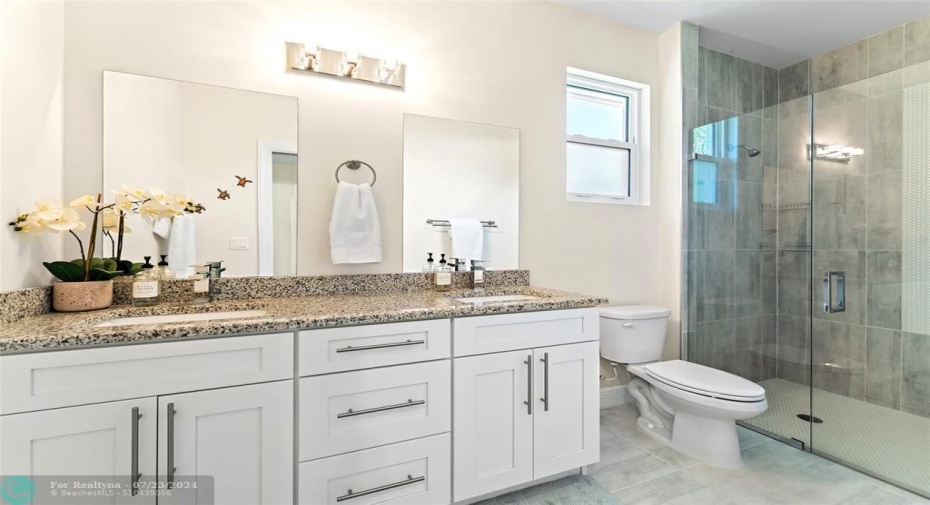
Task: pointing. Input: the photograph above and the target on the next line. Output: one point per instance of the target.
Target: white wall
(454, 169)
(31, 59)
(500, 63)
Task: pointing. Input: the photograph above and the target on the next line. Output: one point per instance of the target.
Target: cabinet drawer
(415, 472)
(64, 378)
(356, 410)
(508, 332)
(351, 348)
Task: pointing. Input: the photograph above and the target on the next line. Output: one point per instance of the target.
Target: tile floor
(639, 470)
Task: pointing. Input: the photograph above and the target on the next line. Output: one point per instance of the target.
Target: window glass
(597, 115)
(598, 170)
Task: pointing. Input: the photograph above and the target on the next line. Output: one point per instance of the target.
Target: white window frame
(638, 102)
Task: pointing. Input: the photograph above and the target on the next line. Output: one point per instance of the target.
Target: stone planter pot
(81, 296)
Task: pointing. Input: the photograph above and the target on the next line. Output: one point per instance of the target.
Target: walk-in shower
(807, 247)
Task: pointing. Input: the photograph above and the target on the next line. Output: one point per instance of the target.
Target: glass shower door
(749, 251)
(870, 325)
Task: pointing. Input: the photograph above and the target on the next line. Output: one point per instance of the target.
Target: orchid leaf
(65, 271)
(99, 274)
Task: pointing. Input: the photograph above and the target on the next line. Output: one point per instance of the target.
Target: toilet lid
(705, 380)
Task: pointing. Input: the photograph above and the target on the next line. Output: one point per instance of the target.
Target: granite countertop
(63, 331)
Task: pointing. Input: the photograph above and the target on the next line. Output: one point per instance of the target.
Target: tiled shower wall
(749, 255)
(731, 267)
(858, 100)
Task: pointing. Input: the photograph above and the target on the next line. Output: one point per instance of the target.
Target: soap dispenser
(442, 277)
(164, 273)
(428, 267)
(146, 285)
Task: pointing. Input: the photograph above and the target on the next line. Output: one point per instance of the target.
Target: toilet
(690, 407)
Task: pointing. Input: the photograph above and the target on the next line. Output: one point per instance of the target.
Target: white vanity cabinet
(107, 439)
(524, 414)
(239, 433)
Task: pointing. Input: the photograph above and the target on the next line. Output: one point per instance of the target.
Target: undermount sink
(477, 300)
(180, 318)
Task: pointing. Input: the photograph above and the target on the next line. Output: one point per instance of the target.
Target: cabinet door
(492, 424)
(567, 408)
(90, 440)
(242, 436)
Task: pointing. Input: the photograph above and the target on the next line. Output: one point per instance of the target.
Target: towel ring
(355, 165)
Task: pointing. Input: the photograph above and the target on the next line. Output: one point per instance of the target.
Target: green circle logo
(17, 490)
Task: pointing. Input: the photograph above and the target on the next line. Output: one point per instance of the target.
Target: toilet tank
(633, 333)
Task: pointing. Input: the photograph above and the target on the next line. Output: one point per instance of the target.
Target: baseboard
(614, 396)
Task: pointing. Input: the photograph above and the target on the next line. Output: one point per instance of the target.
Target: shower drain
(810, 419)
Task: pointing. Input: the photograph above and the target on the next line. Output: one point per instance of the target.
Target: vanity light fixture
(345, 64)
(836, 152)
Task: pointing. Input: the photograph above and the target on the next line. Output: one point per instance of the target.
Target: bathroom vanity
(401, 398)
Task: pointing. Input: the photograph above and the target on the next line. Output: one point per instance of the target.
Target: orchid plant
(52, 217)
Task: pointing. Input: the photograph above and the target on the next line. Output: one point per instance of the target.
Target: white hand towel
(182, 247)
(467, 239)
(354, 228)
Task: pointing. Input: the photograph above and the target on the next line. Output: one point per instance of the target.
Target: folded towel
(182, 246)
(467, 239)
(354, 228)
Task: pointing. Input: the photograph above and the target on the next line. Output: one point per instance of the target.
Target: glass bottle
(146, 286)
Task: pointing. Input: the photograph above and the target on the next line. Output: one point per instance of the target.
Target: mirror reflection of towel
(182, 246)
(354, 229)
(467, 239)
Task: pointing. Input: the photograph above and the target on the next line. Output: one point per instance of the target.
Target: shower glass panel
(733, 249)
(808, 268)
(871, 222)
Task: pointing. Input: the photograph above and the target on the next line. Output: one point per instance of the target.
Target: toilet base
(712, 441)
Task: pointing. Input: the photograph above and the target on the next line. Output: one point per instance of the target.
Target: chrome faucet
(203, 280)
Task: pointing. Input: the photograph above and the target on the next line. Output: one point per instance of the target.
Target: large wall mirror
(455, 169)
(233, 151)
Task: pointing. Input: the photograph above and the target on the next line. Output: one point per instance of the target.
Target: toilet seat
(705, 381)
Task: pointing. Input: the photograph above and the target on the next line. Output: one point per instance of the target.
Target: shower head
(752, 152)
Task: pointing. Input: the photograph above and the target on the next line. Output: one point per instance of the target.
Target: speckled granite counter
(60, 331)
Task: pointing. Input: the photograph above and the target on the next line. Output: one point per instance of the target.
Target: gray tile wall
(729, 295)
(857, 221)
(748, 264)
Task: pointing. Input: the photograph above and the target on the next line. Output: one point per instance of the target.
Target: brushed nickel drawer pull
(352, 348)
(410, 480)
(134, 470)
(408, 403)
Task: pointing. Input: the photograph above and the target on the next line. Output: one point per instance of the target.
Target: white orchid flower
(48, 210)
(69, 220)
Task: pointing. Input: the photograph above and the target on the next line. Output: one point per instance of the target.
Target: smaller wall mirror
(455, 169)
(233, 151)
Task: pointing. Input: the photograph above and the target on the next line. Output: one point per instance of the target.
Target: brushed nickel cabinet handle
(529, 384)
(170, 455)
(408, 403)
(352, 348)
(134, 470)
(410, 480)
(545, 398)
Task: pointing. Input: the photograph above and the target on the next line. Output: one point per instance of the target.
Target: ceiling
(775, 33)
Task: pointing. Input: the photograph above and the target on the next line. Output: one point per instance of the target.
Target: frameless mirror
(233, 151)
(455, 169)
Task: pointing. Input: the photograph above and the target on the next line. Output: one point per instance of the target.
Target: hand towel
(182, 247)
(467, 239)
(354, 228)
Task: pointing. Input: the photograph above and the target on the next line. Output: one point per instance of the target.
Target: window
(606, 137)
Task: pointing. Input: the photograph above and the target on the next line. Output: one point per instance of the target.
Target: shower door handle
(834, 291)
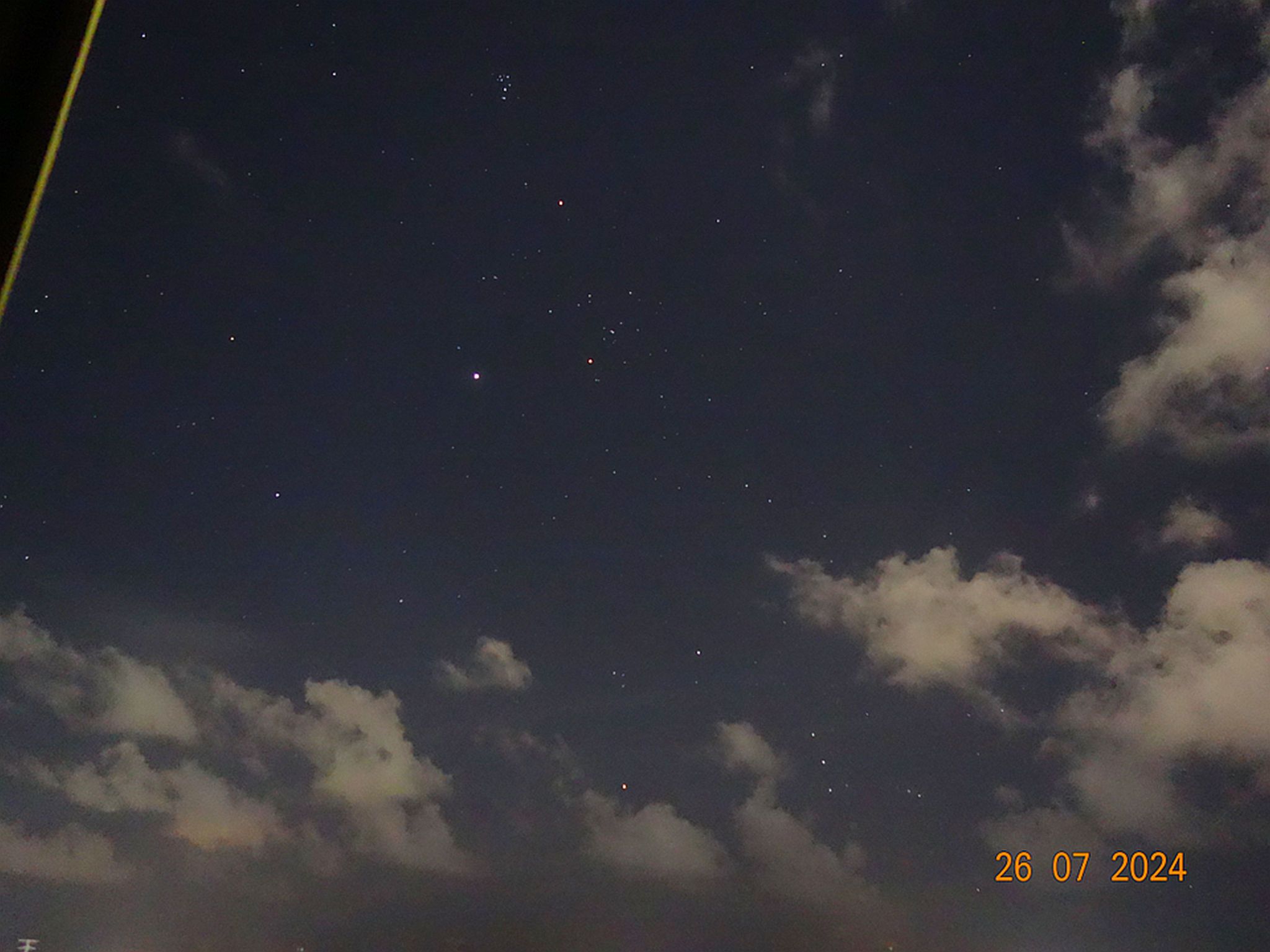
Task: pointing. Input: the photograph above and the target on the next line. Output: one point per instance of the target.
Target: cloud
(106, 691)
(783, 855)
(1189, 524)
(653, 842)
(191, 152)
(362, 763)
(70, 855)
(203, 809)
(492, 666)
(814, 73)
(922, 624)
(1043, 832)
(1192, 685)
(744, 749)
(791, 863)
(1206, 387)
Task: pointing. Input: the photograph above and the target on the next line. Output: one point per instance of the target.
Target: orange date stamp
(1071, 867)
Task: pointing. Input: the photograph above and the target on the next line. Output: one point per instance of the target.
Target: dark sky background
(505, 361)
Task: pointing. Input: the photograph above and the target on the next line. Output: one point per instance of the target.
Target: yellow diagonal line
(46, 168)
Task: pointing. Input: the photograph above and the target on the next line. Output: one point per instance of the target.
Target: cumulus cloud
(814, 73)
(1043, 832)
(744, 749)
(653, 842)
(70, 855)
(1192, 685)
(203, 809)
(1193, 526)
(783, 855)
(790, 862)
(1206, 387)
(923, 624)
(362, 763)
(106, 691)
(362, 767)
(492, 666)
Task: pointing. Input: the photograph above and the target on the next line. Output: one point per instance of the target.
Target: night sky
(615, 477)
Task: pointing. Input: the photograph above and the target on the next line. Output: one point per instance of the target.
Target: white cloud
(106, 691)
(492, 666)
(363, 763)
(785, 857)
(922, 624)
(203, 809)
(1186, 523)
(653, 842)
(70, 855)
(790, 862)
(744, 749)
(1206, 387)
(815, 71)
(1194, 684)
(1043, 832)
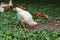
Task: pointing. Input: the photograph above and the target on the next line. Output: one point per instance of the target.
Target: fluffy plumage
(3, 4)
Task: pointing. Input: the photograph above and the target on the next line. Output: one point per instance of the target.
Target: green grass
(16, 32)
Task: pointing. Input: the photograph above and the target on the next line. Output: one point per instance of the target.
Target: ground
(51, 25)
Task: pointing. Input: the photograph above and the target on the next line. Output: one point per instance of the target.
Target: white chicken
(1, 9)
(10, 3)
(3, 4)
(26, 17)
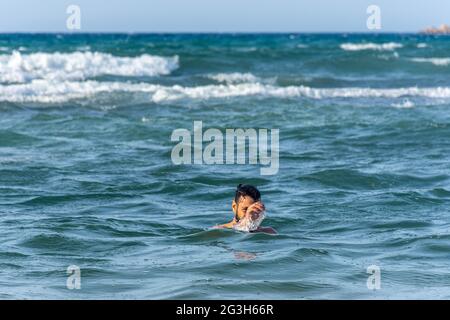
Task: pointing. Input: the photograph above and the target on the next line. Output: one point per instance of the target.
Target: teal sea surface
(87, 180)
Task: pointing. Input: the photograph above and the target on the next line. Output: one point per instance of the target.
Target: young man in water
(248, 211)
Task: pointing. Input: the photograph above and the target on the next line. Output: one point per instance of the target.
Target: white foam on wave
(435, 61)
(42, 91)
(21, 68)
(235, 77)
(390, 46)
(406, 103)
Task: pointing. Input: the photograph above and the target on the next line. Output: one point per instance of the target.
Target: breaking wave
(57, 92)
(22, 68)
(390, 46)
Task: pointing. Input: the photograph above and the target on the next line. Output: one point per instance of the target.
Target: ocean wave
(21, 68)
(390, 46)
(406, 103)
(235, 77)
(435, 61)
(42, 91)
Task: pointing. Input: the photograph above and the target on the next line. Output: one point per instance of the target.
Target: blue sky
(221, 15)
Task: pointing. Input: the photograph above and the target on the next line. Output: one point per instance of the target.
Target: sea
(92, 205)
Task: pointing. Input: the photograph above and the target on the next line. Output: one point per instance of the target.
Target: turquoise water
(86, 177)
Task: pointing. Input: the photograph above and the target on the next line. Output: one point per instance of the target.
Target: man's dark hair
(243, 190)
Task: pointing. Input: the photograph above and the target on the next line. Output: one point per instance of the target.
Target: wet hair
(243, 190)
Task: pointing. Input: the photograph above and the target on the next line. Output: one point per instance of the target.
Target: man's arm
(228, 225)
(269, 230)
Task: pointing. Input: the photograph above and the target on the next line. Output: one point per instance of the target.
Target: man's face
(240, 209)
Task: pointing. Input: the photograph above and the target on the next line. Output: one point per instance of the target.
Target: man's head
(246, 195)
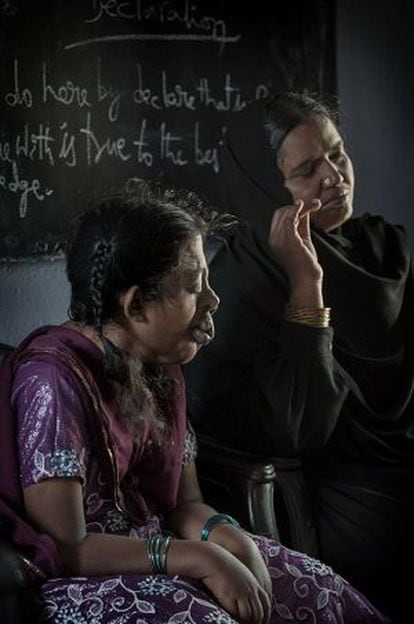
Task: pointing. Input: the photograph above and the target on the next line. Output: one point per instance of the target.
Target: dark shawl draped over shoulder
(152, 484)
(368, 283)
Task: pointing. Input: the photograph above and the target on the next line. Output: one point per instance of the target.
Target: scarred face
(173, 329)
(315, 165)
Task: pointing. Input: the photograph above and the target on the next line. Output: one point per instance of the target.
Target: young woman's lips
(202, 334)
(335, 200)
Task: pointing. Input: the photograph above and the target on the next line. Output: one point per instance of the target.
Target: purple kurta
(55, 440)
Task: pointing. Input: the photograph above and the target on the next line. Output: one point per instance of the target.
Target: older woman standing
(350, 417)
(98, 486)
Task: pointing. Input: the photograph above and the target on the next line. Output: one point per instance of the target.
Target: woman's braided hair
(132, 238)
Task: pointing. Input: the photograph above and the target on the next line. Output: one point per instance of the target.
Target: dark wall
(93, 92)
(375, 52)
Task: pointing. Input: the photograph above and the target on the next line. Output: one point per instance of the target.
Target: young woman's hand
(242, 546)
(235, 587)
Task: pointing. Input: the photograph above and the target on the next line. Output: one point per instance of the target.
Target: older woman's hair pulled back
(286, 110)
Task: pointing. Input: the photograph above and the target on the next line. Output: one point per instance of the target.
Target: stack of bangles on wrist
(214, 521)
(158, 546)
(313, 317)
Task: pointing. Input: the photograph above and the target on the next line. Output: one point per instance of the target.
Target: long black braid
(120, 243)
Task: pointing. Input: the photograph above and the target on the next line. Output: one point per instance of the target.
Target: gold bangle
(313, 317)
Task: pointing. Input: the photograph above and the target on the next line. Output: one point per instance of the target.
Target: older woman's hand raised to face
(291, 242)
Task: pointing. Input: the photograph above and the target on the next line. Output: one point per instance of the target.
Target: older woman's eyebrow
(301, 166)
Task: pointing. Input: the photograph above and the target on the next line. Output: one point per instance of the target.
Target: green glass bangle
(214, 521)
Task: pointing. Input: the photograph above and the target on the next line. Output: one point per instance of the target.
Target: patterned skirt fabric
(304, 590)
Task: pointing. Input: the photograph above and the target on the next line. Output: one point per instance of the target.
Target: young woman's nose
(212, 301)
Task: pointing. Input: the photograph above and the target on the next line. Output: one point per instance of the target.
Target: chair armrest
(268, 495)
(238, 483)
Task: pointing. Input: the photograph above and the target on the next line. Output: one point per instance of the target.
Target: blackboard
(93, 92)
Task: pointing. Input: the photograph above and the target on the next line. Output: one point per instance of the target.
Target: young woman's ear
(131, 304)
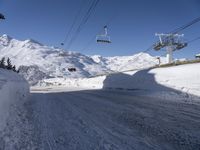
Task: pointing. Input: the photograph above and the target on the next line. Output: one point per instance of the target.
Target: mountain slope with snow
(37, 61)
(123, 63)
(49, 60)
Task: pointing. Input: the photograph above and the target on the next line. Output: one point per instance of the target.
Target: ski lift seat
(181, 45)
(103, 41)
(103, 38)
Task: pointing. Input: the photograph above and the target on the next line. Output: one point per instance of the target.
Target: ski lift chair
(2, 16)
(181, 45)
(103, 38)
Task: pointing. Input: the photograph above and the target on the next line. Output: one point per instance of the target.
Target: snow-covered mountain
(124, 63)
(37, 61)
(51, 61)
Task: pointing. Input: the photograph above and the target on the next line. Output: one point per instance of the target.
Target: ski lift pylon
(103, 38)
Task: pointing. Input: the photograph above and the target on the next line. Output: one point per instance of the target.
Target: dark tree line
(6, 64)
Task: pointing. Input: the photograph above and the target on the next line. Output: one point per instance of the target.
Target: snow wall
(184, 78)
(14, 90)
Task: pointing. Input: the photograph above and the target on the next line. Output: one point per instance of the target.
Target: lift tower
(171, 42)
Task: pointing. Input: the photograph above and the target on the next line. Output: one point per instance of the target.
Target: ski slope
(183, 78)
(37, 61)
(105, 119)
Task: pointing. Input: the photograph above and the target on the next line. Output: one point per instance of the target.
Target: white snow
(49, 61)
(37, 61)
(13, 90)
(124, 63)
(184, 78)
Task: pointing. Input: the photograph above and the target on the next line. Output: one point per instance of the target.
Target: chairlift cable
(89, 12)
(195, 39)
(107, 24)
(185, 26)
(73, 23)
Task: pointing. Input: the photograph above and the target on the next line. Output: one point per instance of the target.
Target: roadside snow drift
(13, 90)
(184, 78)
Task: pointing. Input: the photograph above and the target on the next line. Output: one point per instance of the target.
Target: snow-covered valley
(99, 106)
(37, 61)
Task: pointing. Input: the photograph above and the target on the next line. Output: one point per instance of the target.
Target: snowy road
(103, 119)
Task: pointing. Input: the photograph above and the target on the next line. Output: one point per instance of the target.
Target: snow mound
(183, 78)
(50, 61)
(123, 63)
(13, 90)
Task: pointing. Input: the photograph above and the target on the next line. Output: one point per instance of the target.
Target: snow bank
(184, 78)
(13, 90)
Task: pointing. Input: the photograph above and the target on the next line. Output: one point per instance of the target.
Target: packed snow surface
(37, 61)
(184, 78)
(47, 61)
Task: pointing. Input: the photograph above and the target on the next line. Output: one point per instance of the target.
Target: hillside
(123, 63)
(47, 61)
(37, 61)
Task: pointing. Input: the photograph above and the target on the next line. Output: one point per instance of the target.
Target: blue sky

====

From the line with "Target: chairlift cable" to the final line of the listing, write out each line unchanged. Add nothing.

ANSWER SECTION:
Target: chairlift cable
(89, 12)
(195, 39)
(107, 24)
(185, 26)
(73, 23)
Task: pointing. Input: the photograph above and the target on the next line. Output: one point per instance of the target.
Target: roadside snow drift
(13, 90)
(184, 78)
Task: pointing. Input: the photograph above and the target on the next line. Output: one point per instance of the target.
Target: snow-covered valley
(99, 106)
(37, 61)
Task: pointing. Input: the photograph above and the target on the next line. Output: one point per instance of the target.
Target: snowy road
(103, 119)
Task: pointing. Input: the photograph above and the target on the next line. Output: one point per instance of the target.
Target: snow mound
(183, 78)
(50, 61)
(123, 63)
(13, 90)
Task: pointing. Input: the photograph above and the target on the next line. Output: one point per instance of the target.
Target: snow bank
(184, 78)
(13, 90)
Task: pointing. Input: the photograph above and the target on the next line. Output: one point per instance of the target.
Target: packed snow surface
(37, 61)
(184, 78)
(47, 61)
Task: pointing. Input: the photograph above and the target on the next line. Output: one point per instance of the target.
Target: hillside
(123, 63)
(47, 61)
(37, 61)
Task: pointing. Input: the photograph above and the target on the next line. Output: one point per instance of the target.
Target: blue sky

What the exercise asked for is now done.